• _Given task_:
Copy the data from the line with "Autonomous forklift vision pipeline — detect the navy" to the line with "1086,659,1213,859", replacing "navy blue" with "dark blue" and changing nothing else.

• _Listing_:
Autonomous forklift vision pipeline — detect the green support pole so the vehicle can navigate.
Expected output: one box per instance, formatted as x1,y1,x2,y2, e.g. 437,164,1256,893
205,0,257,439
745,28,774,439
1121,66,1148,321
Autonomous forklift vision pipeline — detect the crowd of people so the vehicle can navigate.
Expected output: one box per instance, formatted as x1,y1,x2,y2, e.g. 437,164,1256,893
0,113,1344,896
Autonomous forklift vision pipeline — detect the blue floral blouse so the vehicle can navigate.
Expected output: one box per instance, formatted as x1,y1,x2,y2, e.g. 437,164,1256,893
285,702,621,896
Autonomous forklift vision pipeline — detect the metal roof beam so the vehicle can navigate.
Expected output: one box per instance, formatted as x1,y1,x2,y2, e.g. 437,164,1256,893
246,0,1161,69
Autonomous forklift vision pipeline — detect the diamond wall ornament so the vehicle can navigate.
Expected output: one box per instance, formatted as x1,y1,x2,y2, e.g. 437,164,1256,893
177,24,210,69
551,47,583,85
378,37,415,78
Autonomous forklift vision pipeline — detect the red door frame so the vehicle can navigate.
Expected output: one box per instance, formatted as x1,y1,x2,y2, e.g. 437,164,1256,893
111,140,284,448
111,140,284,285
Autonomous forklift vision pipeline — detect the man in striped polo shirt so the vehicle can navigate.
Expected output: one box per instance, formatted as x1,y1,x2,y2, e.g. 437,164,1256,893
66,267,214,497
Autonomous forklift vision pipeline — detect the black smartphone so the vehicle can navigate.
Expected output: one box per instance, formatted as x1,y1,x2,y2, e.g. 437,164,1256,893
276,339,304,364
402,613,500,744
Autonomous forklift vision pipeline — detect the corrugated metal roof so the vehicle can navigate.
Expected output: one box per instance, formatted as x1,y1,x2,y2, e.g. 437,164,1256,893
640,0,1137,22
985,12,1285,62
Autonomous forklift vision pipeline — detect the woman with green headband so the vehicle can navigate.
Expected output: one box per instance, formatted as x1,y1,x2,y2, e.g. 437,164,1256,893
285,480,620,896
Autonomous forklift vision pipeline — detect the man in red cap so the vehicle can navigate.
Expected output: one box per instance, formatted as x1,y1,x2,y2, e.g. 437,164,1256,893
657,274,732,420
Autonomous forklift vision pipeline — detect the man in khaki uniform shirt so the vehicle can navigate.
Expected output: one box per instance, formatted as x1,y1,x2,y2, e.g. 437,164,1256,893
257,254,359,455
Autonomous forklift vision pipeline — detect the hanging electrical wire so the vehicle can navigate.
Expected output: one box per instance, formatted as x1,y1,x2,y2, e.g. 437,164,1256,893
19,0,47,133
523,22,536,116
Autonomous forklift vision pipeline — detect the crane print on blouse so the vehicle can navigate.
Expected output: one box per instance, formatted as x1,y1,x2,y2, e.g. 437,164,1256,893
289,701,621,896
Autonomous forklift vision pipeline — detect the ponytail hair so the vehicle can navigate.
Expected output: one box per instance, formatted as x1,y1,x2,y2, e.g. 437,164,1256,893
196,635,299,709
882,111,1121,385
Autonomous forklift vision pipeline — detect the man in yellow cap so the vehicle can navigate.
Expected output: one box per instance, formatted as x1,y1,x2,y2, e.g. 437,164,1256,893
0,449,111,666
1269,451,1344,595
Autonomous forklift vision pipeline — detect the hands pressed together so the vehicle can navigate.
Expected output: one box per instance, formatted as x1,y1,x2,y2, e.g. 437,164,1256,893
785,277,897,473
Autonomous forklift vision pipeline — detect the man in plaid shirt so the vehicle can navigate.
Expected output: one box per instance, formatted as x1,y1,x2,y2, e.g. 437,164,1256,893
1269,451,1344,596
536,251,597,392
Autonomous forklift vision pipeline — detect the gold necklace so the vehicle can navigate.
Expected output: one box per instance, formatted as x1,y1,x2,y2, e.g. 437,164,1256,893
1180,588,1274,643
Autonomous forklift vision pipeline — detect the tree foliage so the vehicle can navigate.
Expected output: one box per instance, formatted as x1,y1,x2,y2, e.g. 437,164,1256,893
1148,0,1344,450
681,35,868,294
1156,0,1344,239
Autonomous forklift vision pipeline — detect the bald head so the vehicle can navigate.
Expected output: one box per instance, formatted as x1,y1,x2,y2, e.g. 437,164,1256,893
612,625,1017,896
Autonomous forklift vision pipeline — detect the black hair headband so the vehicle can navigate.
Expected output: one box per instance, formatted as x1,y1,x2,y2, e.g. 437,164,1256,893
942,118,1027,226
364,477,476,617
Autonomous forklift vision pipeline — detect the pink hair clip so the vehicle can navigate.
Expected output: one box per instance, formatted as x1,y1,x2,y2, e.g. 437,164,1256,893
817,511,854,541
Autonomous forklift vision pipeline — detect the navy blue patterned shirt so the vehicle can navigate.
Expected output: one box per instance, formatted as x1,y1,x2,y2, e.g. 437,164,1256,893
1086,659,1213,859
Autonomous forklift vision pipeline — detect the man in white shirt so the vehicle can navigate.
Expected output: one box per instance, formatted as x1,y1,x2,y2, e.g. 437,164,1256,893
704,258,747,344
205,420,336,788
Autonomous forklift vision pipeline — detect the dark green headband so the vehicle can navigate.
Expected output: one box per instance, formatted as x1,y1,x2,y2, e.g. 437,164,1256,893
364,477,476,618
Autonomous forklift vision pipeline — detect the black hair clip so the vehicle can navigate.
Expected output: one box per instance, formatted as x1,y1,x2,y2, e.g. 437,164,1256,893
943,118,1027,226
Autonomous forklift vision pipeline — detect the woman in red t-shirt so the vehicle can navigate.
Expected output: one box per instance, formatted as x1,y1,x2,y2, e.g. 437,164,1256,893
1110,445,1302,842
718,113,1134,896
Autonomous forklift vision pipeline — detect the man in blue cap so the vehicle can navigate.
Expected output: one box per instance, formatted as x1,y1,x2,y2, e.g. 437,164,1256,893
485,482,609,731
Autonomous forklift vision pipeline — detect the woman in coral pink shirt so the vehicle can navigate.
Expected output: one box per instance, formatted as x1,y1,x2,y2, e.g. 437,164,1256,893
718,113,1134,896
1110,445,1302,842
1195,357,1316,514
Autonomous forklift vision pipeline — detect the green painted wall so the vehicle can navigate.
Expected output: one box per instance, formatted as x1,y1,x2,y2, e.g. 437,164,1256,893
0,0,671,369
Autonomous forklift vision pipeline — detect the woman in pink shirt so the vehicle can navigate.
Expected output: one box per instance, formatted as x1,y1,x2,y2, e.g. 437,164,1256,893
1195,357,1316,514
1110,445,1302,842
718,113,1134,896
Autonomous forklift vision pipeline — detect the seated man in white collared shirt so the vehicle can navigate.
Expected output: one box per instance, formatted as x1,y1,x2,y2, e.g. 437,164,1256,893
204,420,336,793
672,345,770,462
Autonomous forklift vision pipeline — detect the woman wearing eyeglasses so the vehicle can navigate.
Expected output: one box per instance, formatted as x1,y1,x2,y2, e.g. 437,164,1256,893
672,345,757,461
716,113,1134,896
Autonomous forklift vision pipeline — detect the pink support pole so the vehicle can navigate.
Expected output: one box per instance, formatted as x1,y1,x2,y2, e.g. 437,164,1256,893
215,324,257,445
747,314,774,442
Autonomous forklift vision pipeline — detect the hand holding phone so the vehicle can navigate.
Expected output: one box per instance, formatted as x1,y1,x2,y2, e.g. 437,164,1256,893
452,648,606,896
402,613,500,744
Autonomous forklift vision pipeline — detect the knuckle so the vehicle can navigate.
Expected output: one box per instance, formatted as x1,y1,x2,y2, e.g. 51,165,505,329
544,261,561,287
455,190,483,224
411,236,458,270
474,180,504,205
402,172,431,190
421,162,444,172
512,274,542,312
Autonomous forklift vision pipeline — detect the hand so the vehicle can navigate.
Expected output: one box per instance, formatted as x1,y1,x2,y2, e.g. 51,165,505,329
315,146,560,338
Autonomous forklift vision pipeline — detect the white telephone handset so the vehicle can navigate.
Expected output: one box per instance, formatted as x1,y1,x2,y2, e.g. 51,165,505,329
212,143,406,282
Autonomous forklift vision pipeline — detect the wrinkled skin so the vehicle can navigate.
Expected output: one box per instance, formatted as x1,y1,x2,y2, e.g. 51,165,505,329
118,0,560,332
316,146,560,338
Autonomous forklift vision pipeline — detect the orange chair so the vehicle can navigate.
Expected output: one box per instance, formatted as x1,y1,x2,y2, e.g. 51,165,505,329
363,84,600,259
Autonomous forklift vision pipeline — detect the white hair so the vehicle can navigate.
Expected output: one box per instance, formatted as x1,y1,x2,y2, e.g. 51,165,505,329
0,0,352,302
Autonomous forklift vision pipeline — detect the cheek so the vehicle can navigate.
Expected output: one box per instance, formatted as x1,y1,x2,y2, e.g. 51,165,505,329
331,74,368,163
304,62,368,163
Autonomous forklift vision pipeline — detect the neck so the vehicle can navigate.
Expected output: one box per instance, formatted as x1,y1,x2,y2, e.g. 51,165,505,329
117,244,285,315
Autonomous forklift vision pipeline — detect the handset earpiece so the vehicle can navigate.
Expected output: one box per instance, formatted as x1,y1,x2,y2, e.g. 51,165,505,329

• _Solution for this problem_:
Autonomous forklift vision pipeline — detect the dark blue patterned shirt so the vehicle can navigate.
Expected output: one box per instance, formatted as x1,y1,x2,y2, e.g. 437,164,1256,893
1086,659,1213,859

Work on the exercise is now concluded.